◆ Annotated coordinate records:
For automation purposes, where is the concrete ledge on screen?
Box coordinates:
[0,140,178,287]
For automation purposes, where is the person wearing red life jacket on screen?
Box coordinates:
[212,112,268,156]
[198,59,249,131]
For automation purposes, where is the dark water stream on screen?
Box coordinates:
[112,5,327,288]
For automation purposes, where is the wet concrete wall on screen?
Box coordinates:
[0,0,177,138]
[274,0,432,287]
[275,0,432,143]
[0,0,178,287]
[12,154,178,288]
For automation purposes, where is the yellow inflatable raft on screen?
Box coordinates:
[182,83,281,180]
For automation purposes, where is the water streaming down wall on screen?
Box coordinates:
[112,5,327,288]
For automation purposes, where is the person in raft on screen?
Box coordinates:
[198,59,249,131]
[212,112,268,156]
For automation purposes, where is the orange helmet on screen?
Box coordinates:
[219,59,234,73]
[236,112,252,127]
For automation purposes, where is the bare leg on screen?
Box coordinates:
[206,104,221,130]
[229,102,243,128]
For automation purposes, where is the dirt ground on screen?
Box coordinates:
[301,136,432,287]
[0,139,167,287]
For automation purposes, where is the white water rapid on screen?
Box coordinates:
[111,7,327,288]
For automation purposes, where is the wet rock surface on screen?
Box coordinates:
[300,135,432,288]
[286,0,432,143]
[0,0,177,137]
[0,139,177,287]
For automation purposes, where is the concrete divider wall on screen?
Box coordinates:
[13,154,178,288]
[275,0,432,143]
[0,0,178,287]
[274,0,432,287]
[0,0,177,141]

◆ JOB: Reproduce the lines above word for word.

◆ OUTPUT BELOW:
For automation purposes, where is the concrete ledge on screen?
Box coordinates:
[0,140,178,287]
For automation purposes, where is the person wearing red life jacket on screen?
Box coordinates:
[212,112,268,156]
[198,59,249,131]
For automation purposes, where is the dark water stream on screen?
Box coordinates:
[112,5,327,288]
For automation purposes, where is the wet concrete wall on screen?
Box coordinates:
[0,0,177,138]
[274,0,432,287]
[275,0,432,143]
[0,0,178,287]
[12,154,178,288]
For automation purposes, where is the yellow inflatable raft on screen?
Box coordinates:
[182,83,281,180]
For automation purposes, where is the water streaming down wall on screen?
Box coordinates:
[112,5,327,288]
For automation purposes, where is the person in raft on screen?
Box coordinates:
[198,59,249,131]
[212,112,268,156]
For automation purposes, where is the orange helmet on screen?
Box coordinates:
[219,59,234,73]
[236,112,252,127]
For automation purposes, where is the bare leg on screen?
Box coordinates:
[206,104,221,130]
[229,102,243,128]
For automation purposes, where is the dirt ground on screen?
Box coordinates:
[301,136,432,287]
[0,139,167,287]
For automation purposes, where is the white water rapid on screen?
Box coordinates:
[111,7,327,288]
For automation purposes, where is the wet rock surface on screen?
Box coordinates:
[300,135,432,288]
[286,0,432,143]
[0,0,177,137]
[0,139,177,287]
For automation purposes, where is the concrete divider wall on screen?
Box coordinates:
[13,154,178,288]
[275,0,432,143]
[0,0,178,287]
[274,0,432,287]
[0,0,177,141]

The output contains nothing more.